■ **Textausschnitt**:
***

EuGH, Beschl. 10.4.2018 - C-85/18 PPU
Internationale Zuständigkeit bei widerrechtlicher Kindesentführung
Autor: RiOLG Jörg Michael Dimmler, Stuttgart
Aus: Familien-Rechtsberater, Heft 10/2018
Aus: Familien-Rechtsberater, Heft 10/2018
Auch wenn das entführte Kind im Entführungsstaat einen neuen gewöhnlichen Aufenthalt erlangt hat, bleiben die Gerichte des ursprünglichen Mitgliedstaats für die Sorge- und Unterhaltsentscheidung international zuständig, sofern es keine Anhaltspunkte dafür gibt, dass der andere mitsorgeberechtigte Elternteil dem Verbringen des Kindes zugestimmt, bzw. er keinen Rückführungsantrag gestellt hat.

***

■ **Gestellte Aufgabe 1**: Zählen Sie die Zeilen der Datensätze, in denen die Zeichenfolge „wall“ vorkommt, und nennen Sie ausschließlich die Zahl.
Der Textausschnitt und die Datensätze stehen in keinem inhaltlichen Zusammenhang.

■ **Bereitgestellte Datensätze**:
***

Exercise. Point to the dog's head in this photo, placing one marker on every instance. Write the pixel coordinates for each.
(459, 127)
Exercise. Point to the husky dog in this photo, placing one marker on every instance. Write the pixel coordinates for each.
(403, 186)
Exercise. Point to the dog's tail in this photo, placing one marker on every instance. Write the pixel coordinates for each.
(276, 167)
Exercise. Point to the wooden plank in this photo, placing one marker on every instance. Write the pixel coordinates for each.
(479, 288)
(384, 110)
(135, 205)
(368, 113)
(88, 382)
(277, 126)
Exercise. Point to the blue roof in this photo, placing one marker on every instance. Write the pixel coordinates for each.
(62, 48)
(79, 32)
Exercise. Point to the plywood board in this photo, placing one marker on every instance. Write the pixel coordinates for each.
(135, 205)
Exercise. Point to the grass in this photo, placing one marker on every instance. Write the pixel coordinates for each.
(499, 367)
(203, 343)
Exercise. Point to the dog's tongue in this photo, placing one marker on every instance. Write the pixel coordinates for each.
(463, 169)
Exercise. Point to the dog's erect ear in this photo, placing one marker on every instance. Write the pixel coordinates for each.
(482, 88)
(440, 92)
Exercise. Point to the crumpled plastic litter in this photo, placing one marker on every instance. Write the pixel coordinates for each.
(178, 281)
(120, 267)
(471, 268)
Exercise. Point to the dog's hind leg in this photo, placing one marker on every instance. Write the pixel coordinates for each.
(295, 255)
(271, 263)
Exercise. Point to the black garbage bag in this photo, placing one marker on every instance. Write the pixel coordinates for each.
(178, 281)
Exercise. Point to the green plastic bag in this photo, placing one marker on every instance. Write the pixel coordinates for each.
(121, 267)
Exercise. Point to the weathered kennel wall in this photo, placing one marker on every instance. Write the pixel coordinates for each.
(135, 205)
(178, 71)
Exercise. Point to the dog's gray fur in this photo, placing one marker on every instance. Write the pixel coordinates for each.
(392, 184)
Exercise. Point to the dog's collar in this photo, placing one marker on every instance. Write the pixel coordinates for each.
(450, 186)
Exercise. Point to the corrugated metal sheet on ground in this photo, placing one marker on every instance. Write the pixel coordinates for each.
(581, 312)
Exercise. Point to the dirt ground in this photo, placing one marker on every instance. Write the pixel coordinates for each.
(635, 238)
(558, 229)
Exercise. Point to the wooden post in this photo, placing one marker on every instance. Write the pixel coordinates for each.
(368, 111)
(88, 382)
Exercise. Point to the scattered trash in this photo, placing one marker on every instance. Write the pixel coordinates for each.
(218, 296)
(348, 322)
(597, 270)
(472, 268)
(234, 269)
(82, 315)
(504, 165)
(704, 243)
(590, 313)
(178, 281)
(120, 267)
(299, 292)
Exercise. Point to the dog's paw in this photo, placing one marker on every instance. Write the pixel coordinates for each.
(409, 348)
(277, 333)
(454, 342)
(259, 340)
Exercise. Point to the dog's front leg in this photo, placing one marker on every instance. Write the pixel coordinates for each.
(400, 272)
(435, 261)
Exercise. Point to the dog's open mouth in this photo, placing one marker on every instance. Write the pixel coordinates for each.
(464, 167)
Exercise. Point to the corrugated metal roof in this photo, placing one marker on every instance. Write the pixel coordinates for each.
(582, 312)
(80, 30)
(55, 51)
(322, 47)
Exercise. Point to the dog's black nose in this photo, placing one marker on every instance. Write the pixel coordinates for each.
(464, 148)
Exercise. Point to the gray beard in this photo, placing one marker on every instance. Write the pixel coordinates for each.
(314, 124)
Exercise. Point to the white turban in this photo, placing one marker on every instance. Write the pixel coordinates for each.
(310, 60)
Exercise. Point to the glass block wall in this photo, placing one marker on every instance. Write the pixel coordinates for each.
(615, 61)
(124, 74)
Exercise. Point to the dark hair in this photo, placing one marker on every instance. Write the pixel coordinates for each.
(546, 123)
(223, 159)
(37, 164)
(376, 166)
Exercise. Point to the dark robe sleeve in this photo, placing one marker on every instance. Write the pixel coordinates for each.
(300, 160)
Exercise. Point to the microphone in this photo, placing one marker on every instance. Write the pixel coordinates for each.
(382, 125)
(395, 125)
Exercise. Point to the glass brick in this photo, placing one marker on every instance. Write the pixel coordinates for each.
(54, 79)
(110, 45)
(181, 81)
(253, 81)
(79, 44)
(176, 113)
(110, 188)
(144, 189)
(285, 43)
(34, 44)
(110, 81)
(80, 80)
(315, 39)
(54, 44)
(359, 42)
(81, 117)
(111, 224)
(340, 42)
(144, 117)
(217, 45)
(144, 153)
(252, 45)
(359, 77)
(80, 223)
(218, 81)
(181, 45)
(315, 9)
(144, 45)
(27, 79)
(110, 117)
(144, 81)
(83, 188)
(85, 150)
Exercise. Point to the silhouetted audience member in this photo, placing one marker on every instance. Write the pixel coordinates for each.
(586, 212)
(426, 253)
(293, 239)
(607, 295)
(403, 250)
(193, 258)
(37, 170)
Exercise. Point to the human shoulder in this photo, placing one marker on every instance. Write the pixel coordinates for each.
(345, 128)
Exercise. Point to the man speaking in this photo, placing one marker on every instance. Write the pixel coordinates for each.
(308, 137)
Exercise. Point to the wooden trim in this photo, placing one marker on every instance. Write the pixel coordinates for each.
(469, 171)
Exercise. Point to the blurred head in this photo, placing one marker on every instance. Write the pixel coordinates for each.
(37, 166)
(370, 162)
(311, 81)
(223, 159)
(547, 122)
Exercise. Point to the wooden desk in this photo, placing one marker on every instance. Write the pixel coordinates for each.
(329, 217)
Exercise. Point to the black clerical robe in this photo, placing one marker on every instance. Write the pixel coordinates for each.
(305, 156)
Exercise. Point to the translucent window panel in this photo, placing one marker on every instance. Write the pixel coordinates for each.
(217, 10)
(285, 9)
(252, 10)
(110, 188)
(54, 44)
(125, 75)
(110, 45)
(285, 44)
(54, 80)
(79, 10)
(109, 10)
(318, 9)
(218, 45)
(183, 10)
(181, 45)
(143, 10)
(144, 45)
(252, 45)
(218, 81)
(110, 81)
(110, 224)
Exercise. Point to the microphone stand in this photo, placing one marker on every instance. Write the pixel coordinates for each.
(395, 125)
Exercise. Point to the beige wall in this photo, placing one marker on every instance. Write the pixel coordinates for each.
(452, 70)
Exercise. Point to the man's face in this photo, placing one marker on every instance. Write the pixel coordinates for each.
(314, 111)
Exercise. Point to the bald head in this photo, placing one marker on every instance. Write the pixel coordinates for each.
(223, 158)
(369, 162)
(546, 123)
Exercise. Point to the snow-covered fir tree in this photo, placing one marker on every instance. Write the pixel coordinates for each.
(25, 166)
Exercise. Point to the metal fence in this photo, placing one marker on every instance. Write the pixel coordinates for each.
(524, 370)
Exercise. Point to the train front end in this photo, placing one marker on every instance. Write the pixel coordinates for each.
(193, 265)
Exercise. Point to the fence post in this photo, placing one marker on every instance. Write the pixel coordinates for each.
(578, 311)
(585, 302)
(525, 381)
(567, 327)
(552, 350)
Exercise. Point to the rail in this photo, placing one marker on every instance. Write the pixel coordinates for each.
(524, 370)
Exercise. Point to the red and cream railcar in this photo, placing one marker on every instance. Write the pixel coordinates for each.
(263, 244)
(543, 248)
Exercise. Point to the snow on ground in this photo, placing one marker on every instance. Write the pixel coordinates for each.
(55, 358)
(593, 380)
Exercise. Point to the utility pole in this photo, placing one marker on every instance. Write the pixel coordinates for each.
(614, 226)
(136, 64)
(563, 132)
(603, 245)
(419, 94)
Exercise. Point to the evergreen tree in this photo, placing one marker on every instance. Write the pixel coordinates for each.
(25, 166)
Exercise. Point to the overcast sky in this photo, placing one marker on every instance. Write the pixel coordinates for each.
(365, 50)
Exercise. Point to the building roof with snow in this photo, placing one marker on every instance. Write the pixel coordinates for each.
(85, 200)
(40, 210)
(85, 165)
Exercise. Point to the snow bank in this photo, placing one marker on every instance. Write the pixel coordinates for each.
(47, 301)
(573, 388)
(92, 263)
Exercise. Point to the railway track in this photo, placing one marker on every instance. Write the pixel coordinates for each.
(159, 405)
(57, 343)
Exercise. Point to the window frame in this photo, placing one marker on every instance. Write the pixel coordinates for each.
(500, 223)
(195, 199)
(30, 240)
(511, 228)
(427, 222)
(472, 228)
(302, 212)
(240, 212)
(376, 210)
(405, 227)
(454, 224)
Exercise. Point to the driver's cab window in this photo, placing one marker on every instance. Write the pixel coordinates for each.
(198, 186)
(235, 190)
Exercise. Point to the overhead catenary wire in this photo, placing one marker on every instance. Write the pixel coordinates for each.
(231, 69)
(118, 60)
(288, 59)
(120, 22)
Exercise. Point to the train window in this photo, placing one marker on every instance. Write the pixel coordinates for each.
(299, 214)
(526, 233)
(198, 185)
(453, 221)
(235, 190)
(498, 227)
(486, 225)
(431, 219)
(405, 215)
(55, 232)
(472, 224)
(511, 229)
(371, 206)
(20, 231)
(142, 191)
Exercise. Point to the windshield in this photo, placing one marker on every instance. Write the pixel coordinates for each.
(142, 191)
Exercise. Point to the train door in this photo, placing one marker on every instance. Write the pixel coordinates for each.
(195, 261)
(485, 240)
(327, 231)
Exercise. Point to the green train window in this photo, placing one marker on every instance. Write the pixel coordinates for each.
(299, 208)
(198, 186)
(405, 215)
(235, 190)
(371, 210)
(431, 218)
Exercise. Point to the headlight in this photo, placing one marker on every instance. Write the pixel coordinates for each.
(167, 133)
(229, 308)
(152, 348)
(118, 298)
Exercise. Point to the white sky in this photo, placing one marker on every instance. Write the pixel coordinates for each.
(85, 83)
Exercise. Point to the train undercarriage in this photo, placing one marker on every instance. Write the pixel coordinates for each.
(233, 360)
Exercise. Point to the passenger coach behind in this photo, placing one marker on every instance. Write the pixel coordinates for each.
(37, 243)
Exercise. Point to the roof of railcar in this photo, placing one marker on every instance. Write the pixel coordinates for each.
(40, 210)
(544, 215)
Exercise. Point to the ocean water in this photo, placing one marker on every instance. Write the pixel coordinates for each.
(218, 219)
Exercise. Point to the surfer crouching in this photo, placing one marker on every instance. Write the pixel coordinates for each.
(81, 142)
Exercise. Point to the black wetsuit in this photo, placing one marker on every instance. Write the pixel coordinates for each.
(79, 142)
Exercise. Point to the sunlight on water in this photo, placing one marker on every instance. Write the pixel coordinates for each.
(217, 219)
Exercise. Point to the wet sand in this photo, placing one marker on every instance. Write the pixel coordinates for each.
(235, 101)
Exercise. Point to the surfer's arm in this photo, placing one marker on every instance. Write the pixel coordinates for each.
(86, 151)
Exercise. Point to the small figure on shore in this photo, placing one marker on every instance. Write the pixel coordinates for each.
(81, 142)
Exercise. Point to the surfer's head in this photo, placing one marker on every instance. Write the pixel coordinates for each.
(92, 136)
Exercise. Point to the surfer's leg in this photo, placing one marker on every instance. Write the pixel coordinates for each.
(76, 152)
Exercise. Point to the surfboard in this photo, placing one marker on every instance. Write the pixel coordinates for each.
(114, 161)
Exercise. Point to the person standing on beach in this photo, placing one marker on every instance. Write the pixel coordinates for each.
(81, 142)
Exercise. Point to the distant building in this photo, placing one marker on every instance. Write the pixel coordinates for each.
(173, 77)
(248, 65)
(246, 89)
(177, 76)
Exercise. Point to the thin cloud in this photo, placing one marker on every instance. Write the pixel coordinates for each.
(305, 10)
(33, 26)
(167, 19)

***

■ **Gestellte Aufgabe 2**: Prüfen Sie, ob die folgenden Aussagen mit dem Textausschnitt übereinstimmen, und belegen Sie jede Antwort (Ja oder Nein) mit dem maßgeblichen wörtlichen Zitat: (a) Der Beschluss trägt das Aktenzeichen C-85/18 PPU. (b) Die Gerichte des ursprünglichen Mitgliedstaats verlieren ihre internationale Zuständigkeit, sobald das entführte Kind im Entführungsstaat einen neuen gewöhnlichen Aufenthalt erlangt hat. (c) Der Beitrag ist im Familien-Rechtsberater, Heft 10/2018, erschienen.

■ **Lösung der Aufgabe 1**: 3

■ **Lösung der Aufgabe 2**:
(a) Ja: „EuGH, Beschl. 10.4.2018 - C-85/18 PPU“
(b) Nein: „bleiben die Gerichte des ursprünglichen Mitgliedstaats für die Sorge- und Unterhaltsentscheidung international zuständig“
(c) Ja: „Aus: Familien-Rechtsberater, Heft 10/2018“